[Annotated photo localization data]
○ ○ ○
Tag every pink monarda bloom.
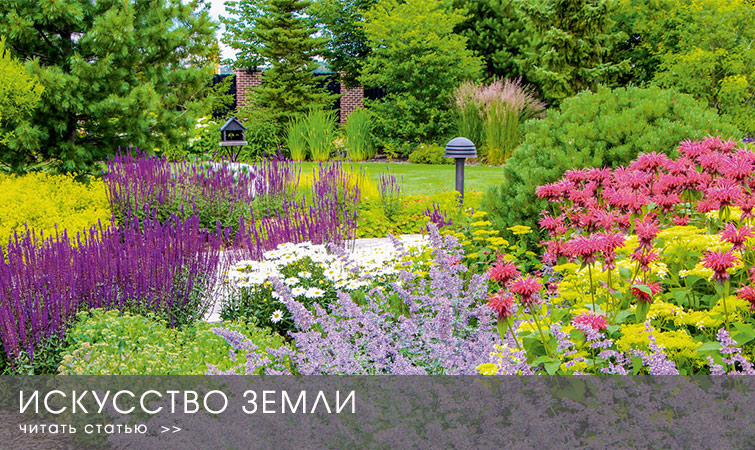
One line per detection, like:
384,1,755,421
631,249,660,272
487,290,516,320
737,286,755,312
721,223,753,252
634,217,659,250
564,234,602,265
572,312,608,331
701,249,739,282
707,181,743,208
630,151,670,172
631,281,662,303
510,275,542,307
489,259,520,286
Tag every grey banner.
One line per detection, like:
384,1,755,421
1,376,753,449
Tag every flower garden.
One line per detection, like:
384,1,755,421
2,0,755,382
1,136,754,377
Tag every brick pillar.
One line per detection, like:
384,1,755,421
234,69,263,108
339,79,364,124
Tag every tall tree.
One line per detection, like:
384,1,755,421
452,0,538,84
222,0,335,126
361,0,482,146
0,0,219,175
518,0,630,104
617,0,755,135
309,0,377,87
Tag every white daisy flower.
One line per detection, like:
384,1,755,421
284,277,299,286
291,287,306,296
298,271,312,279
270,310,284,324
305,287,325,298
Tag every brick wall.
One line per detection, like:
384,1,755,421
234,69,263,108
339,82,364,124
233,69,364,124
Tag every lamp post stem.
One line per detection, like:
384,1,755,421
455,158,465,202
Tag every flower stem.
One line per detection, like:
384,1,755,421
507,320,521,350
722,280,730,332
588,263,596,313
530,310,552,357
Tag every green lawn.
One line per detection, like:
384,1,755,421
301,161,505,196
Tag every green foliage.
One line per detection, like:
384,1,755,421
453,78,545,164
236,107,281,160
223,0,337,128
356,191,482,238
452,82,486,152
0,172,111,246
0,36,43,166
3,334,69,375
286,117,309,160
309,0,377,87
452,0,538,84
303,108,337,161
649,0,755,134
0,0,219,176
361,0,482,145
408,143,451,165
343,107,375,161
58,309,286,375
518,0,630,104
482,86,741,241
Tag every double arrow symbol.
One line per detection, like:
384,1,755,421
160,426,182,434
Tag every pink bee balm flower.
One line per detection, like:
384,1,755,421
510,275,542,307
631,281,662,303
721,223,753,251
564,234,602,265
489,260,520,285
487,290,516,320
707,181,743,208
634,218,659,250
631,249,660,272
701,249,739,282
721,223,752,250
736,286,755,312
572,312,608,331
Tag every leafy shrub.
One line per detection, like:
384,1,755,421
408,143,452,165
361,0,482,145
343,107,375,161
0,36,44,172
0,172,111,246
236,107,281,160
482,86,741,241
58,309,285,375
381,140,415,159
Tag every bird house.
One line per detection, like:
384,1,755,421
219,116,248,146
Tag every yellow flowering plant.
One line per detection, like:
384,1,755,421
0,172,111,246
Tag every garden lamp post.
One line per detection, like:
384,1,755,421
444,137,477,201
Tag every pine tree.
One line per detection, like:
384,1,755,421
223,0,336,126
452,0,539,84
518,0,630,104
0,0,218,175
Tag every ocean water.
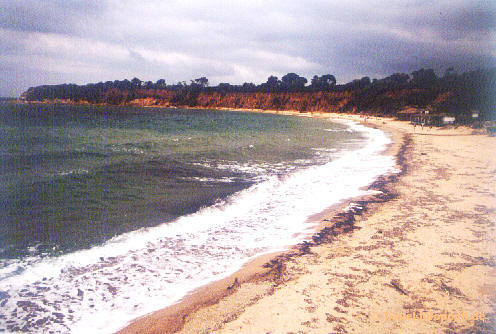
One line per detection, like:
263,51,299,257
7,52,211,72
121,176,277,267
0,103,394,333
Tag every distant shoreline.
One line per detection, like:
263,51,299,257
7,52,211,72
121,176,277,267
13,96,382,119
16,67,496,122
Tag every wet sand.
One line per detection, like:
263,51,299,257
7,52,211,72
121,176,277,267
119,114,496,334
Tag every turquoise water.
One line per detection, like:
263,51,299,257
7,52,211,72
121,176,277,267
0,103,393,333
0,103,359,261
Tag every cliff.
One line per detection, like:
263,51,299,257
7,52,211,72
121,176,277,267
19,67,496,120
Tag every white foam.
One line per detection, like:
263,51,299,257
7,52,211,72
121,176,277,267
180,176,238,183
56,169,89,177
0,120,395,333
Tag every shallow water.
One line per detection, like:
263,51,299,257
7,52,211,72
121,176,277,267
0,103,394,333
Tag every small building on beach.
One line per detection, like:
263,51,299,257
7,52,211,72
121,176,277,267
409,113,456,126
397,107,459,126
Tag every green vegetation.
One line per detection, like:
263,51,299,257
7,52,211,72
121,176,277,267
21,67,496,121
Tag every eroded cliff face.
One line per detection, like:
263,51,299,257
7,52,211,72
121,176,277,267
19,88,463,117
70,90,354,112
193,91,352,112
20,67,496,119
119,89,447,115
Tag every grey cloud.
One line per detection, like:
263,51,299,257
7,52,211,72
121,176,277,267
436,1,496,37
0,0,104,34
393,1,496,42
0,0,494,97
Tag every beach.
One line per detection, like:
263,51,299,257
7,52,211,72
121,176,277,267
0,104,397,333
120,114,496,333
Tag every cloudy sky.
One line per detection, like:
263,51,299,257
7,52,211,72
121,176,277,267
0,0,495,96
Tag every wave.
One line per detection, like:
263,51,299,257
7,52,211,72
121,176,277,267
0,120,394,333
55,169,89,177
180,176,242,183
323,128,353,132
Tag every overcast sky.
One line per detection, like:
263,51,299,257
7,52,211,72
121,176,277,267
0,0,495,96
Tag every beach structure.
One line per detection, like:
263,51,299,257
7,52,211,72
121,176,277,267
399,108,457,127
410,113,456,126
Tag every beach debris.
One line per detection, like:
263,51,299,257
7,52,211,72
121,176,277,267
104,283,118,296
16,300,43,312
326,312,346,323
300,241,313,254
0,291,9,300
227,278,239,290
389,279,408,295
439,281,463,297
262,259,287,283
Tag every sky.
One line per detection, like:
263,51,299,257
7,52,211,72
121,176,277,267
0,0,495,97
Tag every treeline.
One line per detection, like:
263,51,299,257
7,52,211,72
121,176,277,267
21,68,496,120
○ ○ ○
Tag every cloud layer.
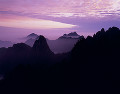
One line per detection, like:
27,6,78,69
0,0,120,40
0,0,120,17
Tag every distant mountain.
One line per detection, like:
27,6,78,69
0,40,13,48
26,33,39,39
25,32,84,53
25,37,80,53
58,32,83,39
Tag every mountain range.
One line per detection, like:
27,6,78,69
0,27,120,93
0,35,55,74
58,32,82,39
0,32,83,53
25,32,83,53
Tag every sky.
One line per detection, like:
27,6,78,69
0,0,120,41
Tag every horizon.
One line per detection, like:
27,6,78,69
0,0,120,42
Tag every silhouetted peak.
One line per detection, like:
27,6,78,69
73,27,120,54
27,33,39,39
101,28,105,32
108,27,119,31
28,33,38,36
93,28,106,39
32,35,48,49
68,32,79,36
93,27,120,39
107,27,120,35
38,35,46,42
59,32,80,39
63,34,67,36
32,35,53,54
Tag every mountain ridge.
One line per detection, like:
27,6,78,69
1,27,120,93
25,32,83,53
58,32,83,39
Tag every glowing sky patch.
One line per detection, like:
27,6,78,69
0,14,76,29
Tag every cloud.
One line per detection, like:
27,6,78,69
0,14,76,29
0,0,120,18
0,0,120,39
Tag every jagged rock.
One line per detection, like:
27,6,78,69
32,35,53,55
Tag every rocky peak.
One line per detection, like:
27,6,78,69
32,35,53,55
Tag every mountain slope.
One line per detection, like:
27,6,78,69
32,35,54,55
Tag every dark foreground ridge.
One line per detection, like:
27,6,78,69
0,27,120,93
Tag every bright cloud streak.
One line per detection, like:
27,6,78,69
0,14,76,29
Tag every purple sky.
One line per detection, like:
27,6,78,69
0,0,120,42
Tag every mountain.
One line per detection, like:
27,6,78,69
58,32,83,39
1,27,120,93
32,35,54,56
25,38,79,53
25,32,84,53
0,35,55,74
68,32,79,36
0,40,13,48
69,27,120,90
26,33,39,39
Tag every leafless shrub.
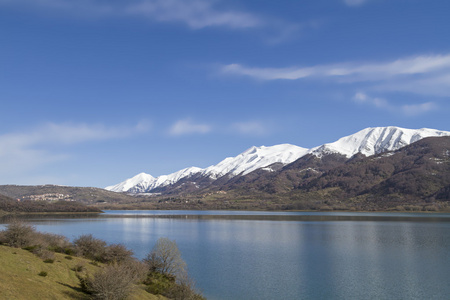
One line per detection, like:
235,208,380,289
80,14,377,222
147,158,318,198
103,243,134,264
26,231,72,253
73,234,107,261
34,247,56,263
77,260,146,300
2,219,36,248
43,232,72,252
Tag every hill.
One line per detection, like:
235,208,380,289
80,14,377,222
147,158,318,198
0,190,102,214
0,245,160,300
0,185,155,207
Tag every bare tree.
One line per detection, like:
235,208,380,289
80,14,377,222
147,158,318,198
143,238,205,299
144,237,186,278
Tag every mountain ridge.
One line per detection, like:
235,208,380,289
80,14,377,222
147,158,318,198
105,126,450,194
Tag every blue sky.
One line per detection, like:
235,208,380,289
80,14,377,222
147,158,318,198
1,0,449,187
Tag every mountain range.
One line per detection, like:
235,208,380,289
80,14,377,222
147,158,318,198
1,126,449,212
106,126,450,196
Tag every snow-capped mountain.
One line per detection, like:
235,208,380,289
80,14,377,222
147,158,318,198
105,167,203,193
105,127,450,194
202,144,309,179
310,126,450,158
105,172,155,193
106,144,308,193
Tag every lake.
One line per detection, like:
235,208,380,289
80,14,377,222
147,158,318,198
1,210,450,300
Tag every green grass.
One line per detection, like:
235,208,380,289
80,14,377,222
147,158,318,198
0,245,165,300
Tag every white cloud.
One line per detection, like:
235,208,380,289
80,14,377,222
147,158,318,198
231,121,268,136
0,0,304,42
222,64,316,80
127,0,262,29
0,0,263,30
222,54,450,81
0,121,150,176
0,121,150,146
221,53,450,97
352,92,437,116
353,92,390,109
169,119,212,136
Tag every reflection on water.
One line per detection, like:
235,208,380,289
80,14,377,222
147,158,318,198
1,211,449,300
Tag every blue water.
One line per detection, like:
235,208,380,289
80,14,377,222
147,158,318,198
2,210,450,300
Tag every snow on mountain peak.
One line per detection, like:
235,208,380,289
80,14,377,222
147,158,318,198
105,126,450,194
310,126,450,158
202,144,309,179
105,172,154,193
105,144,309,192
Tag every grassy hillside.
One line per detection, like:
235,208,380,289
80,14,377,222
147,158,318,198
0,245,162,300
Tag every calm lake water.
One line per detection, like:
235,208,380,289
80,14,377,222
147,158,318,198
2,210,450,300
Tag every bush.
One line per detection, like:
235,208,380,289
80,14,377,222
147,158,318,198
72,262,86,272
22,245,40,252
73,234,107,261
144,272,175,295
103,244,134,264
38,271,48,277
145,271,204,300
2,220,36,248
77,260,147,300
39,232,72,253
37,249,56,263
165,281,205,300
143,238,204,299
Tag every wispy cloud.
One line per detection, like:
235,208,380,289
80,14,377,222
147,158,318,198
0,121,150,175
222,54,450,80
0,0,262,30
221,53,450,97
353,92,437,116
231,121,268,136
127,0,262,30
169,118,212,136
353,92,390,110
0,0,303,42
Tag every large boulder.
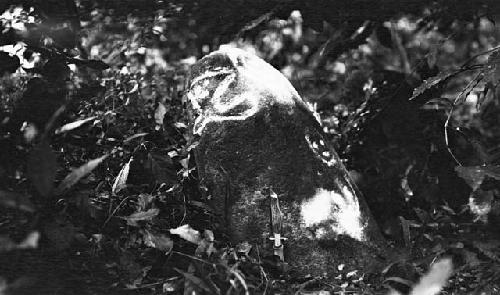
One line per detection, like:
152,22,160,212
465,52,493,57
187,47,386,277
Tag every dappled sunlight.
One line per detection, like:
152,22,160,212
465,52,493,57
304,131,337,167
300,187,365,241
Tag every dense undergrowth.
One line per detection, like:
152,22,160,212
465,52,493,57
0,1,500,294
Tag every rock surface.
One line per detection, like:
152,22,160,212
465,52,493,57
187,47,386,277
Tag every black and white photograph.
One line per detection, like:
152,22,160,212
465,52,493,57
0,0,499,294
○ ○ ○
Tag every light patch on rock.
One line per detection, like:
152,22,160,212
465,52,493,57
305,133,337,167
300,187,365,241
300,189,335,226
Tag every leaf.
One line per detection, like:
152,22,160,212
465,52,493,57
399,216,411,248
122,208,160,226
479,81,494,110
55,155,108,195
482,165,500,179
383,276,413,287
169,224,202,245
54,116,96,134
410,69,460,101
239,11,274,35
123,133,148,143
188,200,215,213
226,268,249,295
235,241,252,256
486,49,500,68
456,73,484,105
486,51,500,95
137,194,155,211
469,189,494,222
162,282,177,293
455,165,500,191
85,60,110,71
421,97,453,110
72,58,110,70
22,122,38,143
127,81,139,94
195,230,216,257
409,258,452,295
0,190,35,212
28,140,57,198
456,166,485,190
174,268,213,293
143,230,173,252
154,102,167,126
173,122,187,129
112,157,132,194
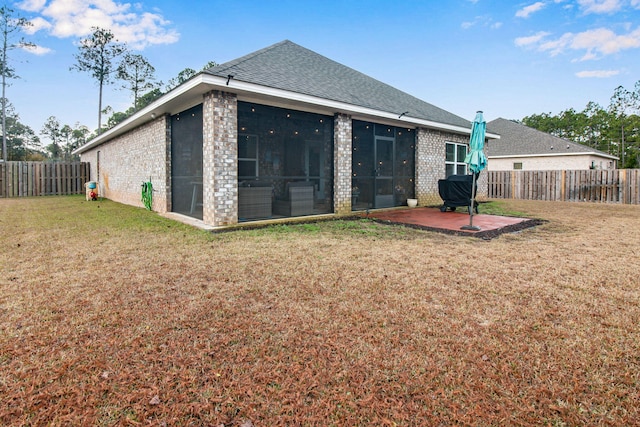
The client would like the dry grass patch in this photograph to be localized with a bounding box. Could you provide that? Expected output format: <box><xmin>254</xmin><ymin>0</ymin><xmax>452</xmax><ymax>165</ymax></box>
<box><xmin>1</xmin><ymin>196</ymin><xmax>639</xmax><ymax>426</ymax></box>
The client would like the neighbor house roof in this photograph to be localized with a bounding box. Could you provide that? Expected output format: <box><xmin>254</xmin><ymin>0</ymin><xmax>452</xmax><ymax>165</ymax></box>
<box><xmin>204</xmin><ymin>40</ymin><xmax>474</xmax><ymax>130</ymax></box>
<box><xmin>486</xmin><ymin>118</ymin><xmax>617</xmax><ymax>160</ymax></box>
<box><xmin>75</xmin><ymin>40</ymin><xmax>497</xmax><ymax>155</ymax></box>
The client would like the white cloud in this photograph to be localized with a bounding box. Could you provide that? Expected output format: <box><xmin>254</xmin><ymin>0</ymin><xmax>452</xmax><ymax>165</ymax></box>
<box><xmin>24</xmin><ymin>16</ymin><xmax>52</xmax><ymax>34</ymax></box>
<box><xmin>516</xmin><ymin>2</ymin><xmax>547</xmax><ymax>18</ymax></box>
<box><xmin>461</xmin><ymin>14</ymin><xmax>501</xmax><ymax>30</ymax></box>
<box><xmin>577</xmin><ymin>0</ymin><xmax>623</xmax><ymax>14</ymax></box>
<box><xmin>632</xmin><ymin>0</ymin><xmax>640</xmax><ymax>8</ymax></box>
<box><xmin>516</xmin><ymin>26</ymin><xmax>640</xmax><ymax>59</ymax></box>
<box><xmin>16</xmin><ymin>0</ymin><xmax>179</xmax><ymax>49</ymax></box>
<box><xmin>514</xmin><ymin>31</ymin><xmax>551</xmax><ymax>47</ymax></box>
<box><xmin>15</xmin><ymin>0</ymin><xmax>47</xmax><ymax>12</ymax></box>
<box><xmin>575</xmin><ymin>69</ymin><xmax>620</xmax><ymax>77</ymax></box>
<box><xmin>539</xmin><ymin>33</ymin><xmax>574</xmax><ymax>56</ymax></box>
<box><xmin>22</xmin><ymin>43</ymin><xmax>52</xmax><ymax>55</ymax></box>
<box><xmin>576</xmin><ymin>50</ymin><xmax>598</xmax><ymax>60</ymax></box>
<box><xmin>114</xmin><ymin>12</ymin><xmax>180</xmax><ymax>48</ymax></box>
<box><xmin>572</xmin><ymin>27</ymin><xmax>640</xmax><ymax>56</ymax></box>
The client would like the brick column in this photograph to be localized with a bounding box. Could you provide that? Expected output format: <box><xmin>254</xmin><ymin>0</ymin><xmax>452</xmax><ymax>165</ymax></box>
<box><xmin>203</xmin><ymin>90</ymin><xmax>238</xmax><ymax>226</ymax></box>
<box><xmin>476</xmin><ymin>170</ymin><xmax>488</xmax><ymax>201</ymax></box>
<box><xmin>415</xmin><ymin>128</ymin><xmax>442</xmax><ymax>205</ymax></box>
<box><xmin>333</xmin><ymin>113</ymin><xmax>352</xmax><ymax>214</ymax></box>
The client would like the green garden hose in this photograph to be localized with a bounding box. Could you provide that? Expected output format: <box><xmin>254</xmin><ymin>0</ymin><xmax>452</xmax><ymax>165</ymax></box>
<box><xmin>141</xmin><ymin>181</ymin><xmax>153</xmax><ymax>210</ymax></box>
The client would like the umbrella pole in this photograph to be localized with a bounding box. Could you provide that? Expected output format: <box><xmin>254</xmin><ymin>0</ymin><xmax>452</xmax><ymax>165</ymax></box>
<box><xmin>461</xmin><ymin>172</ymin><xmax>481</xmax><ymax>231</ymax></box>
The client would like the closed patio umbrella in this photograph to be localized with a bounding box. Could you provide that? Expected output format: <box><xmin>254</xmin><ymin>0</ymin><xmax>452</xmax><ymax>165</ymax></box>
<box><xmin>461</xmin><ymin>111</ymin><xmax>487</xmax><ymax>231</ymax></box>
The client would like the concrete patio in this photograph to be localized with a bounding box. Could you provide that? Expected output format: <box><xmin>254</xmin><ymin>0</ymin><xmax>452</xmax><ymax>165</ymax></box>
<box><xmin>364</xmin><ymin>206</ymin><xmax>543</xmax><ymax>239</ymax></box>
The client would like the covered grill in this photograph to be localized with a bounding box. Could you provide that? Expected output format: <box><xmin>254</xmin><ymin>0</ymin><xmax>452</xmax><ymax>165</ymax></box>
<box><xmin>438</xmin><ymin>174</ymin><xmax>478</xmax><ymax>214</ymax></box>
○ ○ ○
**Exercise description:** How would the lines above read from the one with "Tag every pink monarda bloom." to the one with "Tag every brick wall.", inclusive, with no pictures? Write them out exactly.

**Task response:**
Tag every pink monarda bloom.
One line per detection, like:
384,1,755,421
631,249,660,272
487,290,516,320
737,286,755,312
721,223,753,252
634,217,659,250
564,234,602,265
572,312,608,331
701,249,739,282
707,181,743,208
630,151,670,172
631,281,662,303
510,275,542,307
489,259,520,286
Tag every grey banner.
One line per detection, like:
384,1,755,421
1,376,753,449
Tag every flower garden.
One line per detection, like:
384,1,755,421
2,0,755,382
1,136,754,377
Tag every brick pillar.
One line per detection, like:
384,1,755,421
234,69,263,108
339,79,364,124
Tag every tall tree.
One line per detection, like:
384,1,755,421
452,0,538,84
222,0,335,126
361,0,482,146
0,0,219,175
518,0,630,104
617,0,755,135
309,0,377,87
Tag every white daisy flower.
One line per detection, like:
384,1,755,421
284,277,299,286
291,287,306,296
298,271,312,279
270,310,284,324
305,287,325,298
Tag every brick wall.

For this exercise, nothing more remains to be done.